- [What you are asked to do] Return the listing below verbatim. Pictures do not belong in the copy.

════════════════

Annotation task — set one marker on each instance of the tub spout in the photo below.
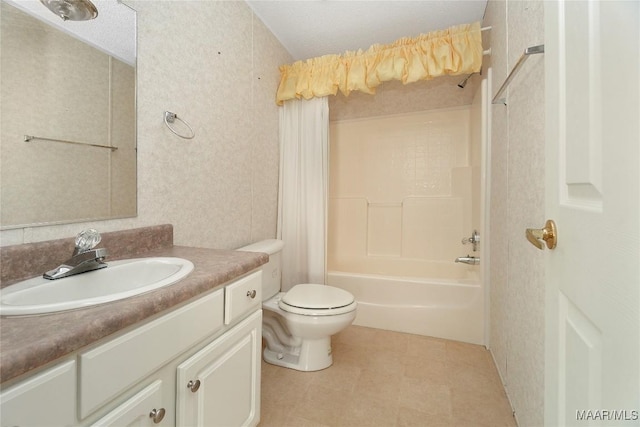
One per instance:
(471, 260)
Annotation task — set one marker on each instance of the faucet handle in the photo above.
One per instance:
(87, 239)
(474, 240)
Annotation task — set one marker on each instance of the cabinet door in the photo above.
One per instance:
(143, 410)
(220, 385)
(46, 399)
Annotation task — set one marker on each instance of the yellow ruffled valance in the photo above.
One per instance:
(455, 51)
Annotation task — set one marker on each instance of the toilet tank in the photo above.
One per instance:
(271, 271)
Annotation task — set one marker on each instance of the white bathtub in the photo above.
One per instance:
(450, 308)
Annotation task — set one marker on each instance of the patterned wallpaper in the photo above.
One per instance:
(216, 65)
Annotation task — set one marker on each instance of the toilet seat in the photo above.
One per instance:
(317, 300)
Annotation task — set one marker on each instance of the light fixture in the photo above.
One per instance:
(72, 10)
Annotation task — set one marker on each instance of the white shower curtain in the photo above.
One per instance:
(302, 202)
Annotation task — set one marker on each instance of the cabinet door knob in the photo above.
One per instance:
(193, 385)
(157, 415)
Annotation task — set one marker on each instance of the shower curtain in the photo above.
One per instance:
(302, 203)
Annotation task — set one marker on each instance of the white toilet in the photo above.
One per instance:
(297, 325)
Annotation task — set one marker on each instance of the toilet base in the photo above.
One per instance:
(312, 355)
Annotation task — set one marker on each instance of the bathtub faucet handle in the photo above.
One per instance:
(474, 240)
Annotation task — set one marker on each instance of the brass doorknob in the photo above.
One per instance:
(548, 234)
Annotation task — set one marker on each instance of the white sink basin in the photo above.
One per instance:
(121, 279)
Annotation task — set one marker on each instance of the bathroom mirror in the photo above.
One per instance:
(68, 124)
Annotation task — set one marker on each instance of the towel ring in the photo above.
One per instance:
(170, 117)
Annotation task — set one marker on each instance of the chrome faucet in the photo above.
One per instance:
(84, 257)
(471, 260)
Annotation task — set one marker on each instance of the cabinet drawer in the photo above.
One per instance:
(242, 296)
(136, 410)
(110, 369)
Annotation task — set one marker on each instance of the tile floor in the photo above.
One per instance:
(387, 379)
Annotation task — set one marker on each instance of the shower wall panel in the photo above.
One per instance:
(400, 187)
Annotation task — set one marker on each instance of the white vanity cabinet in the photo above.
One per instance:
(45, 399)
(219, 386)
(138, 378)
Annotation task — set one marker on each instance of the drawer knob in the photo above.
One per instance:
(193, 385)
(157, 415)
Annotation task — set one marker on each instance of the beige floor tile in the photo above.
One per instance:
(389, 379)
(379, 385)
(427, 348)
(320, 405)
(363, 411)
(408, 417)
(431, 370)
(423, 396)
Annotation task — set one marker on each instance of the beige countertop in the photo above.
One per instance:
(30, 342)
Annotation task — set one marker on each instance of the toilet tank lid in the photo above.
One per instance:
(269, 246)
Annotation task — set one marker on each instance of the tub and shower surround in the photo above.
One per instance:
(401, 198)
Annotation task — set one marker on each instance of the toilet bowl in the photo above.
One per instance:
(297, 325)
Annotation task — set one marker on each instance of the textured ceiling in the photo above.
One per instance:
(113, 31)
(319, 27)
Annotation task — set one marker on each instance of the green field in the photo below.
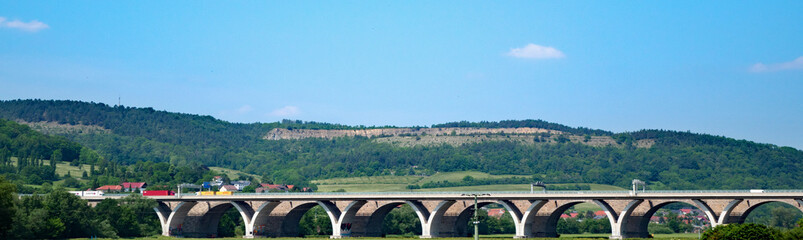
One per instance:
(62, 168)
(399, 183)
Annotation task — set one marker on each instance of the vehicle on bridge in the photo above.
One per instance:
(158, 193)
(87, 193)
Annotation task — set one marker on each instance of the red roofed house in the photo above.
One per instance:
(131, 187)
(496, 212)
(267, 187)
(110, 188)
(600, 213)
(228, 188)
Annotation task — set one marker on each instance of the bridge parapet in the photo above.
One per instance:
(446, 214)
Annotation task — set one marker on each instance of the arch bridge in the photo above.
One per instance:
(447, 214)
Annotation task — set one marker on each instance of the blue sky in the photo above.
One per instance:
(732, 69)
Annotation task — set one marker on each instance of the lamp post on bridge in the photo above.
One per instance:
(476, 219)
(537, 184)
(637, 182)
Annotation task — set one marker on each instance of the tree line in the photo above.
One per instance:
(676, 160)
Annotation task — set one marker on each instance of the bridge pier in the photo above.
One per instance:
(446, 215)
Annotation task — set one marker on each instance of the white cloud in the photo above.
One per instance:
(286, 111)
(32, 26)
(796, 64)
(244, 109)
(533, 51)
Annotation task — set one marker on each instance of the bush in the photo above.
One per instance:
(747, 231)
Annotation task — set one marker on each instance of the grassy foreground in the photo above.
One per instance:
(497, 236)
(679, 236)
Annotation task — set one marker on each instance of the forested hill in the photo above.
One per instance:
(666, 159)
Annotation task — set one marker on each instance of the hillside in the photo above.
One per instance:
(296, 151)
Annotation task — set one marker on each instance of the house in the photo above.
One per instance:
(600, 214)
(134, 186)
(217, 181)
(496, 212)
(685, 211)
(228, 188)
(266, 187)
(241, 184)
(110, 188)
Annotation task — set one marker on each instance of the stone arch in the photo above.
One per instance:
(201, 219)
(747, 206)
(466, 211)
(282, 219)
(368, 218)
(174, 226)
(642, 213)
(345, 218)
(541, 218)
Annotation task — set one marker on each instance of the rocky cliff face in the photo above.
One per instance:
(407, 137)
(281, 133)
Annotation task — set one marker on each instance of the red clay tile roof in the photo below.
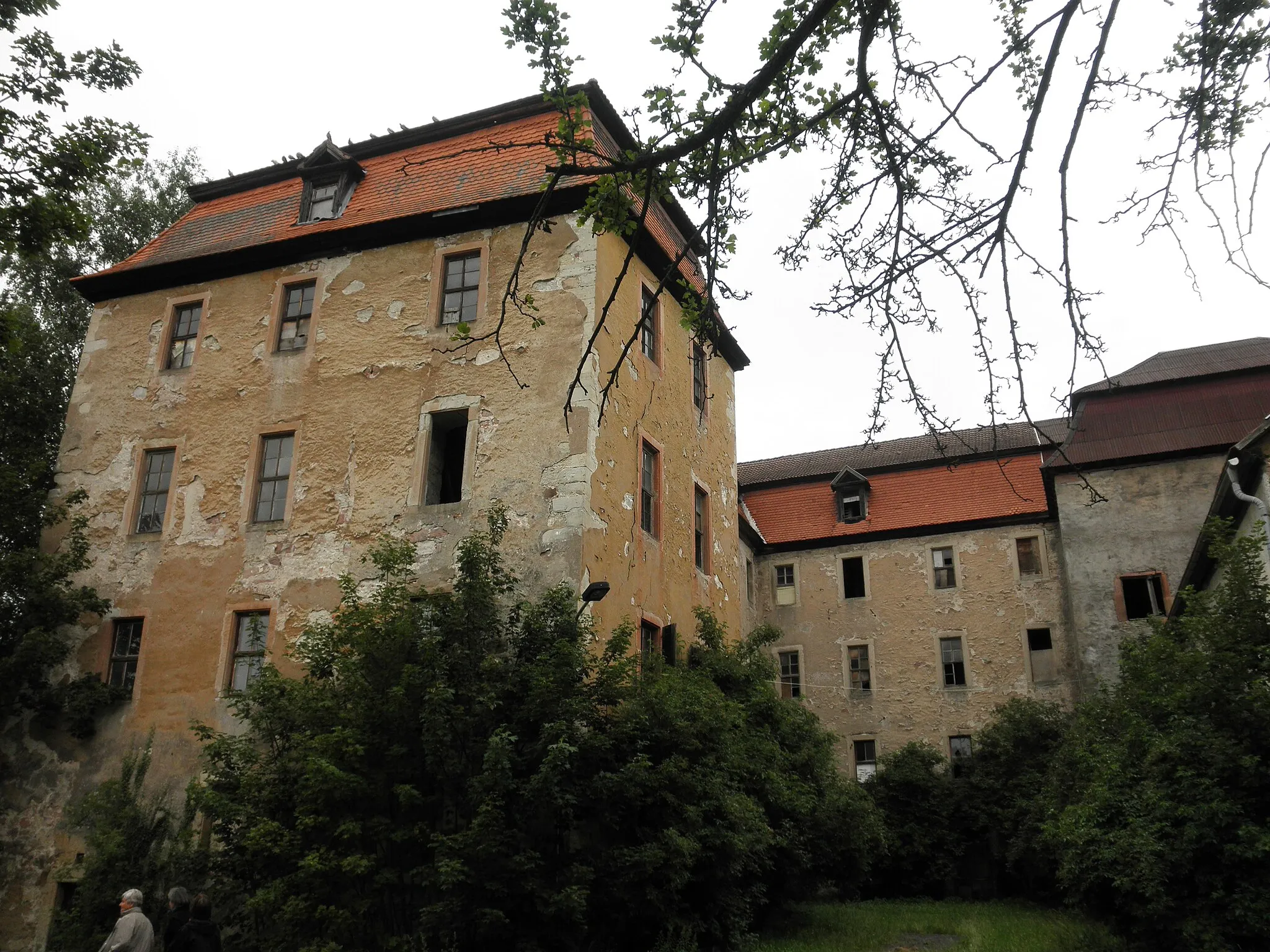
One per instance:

════════════════

- [Task output]
Annotation task — set one marker on each instance of the tub spout in the photo below.
One per instance:
(471, 260)
Annotation task — set one marker on each instance of the faucet handle in the photo above.
One per instance:
(87, 239)
(474, 240)
Annotation task — set one marker on each instance of the cabinet door in the photo above.
One per instance:
(143, 410)
(220, 385)
(46, 399)
Annotation task — set one marker on each instance of the yellow ruffled valance in the photo above.
One per instance:
(455, 51)
Annotation task — set one marker on each instance of the toilet tank in the photo above.
One per instance:
(271, 271)
Annotation task — set one marker on each instance of the white bathtub in the photo above.
One per instance:
(450, 308)
Annotation task — set one marker on each instance of the patterned wallpaper in the photo above.
One per instance:
(216, 65)
Annotation task — set one marker on each instance of the toilet seat in the photo above.
One per instance:
(317, 300)
Annotation task — set one marker on each instance of the light fixture in the photo above.
One per instance:
(72, 10)
Annotation task — set one marker on each instance of the white shower curtain in the photo above.
One per instance:
(302, 202)
Annotation task — set one marker on each instance of the cabinet door knob in the photo above.
One per instance:
(193, 385)
(157, 415)
Annotation task — set one marker on each instance of the shower curtain in the photo above.
One per instance:
(302, 203)
Annotation task — set one marker on each instance of the white toilet in the photo above.
One per instance:
(297, 325)
Annotation task — set one marker on each instance of the toilet base in the photo above.
One per instance:
(312, 355)
Annotation task — set one marker on each instance of the bathtub faucet handle in the photo above.
One per instance:
(474, 240)
Annotation task — set one marker on each instance of the brass doorknob in the photo above.
One per instance:
(548, 234)
Annotation task — set one marker on each instance of the white sink basin in the photo above.
One per instance:
(121, 279)
Annotation task — set one marker on each instance of the bathroom mirror in the photo above.
One per instance:
(68, 124)
Annotation task — set one marker on each instance of the towel ring in the photo above.
One per instance:
(170, 117)
Annotation task — set one marker on each instance of the chrome faucet in the photo above.
One per instance:
(84, 257)
(471, 260)
Annotation task — set one marker on each instance of the cabinet drawer in the photo above.
One per instance:
(242, 296)
(136, 410)
(110, 369)
Annotation task — set one marker on each instance of the tile floor in the photo above.
One per instance:
(387, 379)
Annotation task — set one marker on each instance of the shower wall panel in the photo above.
One per instance:
(400, 187)
Annotation task — set one marker on each instance of the white vanity cabinet in the photo above.
One per instance:
(45, 399)
(219, 386)
(138, 378)
Annotation task — set one marker on each instance of the drawer knob in the photo above.
One per instance:
(193, 385)
(157, 415)
Annotation task — set one marker on each instance of the beige floor tile in the photo above.
One per instance:
(389, 379)
(379, 385)
(427, 348)
(320, 405)
(363, 411)
(408, 417)
(431, 370)
(423, 396)
Annotation task — set one marker on each instance of the beige countertop in the photo above.
One per instance:
(30, 342)
Annotation task — set one marker on each instance of the toilet tank lid in the photo above.
One per instance:
(269, 246)
Annotation task — set one marker on each instance of the tub and shower surround in the photo above.
One per instance:
(401, 198)
Annotation task — set one marker on each instance of the toilet bowl in the photo above.
One per instance:
(297, 325)
Annotation task — set one marker on each instance of the textured ceiling in the photo above.
One per instance:
(113, 31)
(319, 27)
Annotation task — set one marker on each instance of the green field in the photo below.
One per instance:
(62, 168)
(399, 183)
Annotation task — set one marker on each instance of the vehicle on bridge in the photo above.
One per instance:
(158, 193)
(87, 193)
Annotation task — set one marker on each instance of the red roofed house in the photo above.
One per instance:
(131, 187)
(496, 212)
(267, 187)
(110, 188)
(600, 213)
(228, 188)
Annotation task — set one marker on each instance of the bridge parapet in the photo above.
One per instance:
(446, 214)
Annotation task — set one marker on each instance of the arch bridge in the photo above.
One per instance:
(447, 214)
Annotation task — set one marker on each instance of the blue sky in the photo above.
One per instance:
(732, 69)
Annotation task — set one marker on each instance of the lamp post on bridge in the photo above.
One per instance:
(476, 219)
(537, 184)
(637, 182)
Annotation task — set one marker on each instance of the tree line in the photo above.
One per instance:
(676, 160)
Annotation task — set one marker on each instance of the bridge pier in the photo above.
One per instance:
(446, 215)
Annotation task — set one marker on each instance of the white cloud in the photo above.
One per instance:
(286, 111)
(32, 26)
(796, 64)
(244, 109)
(533, 51)
Annotation task — set one marker on each instance of the bush in the photo above.
One per instance:
(747, 231)
Annotation task — set one marker on each instance of the grassy foreground in the photo above.
One per instance:
(497, 236)
(679, 236)
Annotation task — set one marker on each instance of the forested hill in the photo above.
One per instance:
(666, 159)
Annotation task — set one marker on each instance of the hillside in the photo above.
One per instance:
(296, 151)
Annotation task — set one marker on each instance of the house in the photo above.
One per instance:
(600, 214)
(134, 186)
(217, 181)
(496, 212)
(685, 211)
(228, 188)
(266, 187)
(241, 184)
(110, 188)
Annotation task — set one marker on each instance of the stone arch in the photo above.
One per instance:
(201, 219)
(747, 206)
(466, 211)
(282, 219)
(368, 218)
(174, 226)
(642, 213)
(345, 218)
(541, 218)
Annotation task — set one marker on each instance of the rocky cliff face in the photo above.
One per instance:
(407, 137)
(281, 133)
Annotation task — set one marker on each instance of the red clay tile roof in the photo below.
One per instance:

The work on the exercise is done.